--- Begin RECORDS FOR THE TASK ---

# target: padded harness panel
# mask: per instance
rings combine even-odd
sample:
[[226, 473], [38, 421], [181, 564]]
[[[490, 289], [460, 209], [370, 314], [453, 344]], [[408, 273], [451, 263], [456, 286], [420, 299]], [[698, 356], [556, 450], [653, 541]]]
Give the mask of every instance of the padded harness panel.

--- End RECORDS FOR THE TASK ---

» TASK GOAL: Rewrite all the items, changing every "padded harness panel" to "padded shoulder panel" and leaving everything else unchanged.

» FULL OUTPUT:
# target: padded shoulder panel
# mask: per instance
rings combine even-odd
sample:
[[226, 473], [38, 421], [181, 564]]
[[[490, 289], [460, 209], [370, 314], [453, 344]], [[408, 273], [451, 263], [456, 286], [420, 299]], [[698, 356], [556, 450], [653, 541]]]
Give the mask of every instance of the padded shoulder panel.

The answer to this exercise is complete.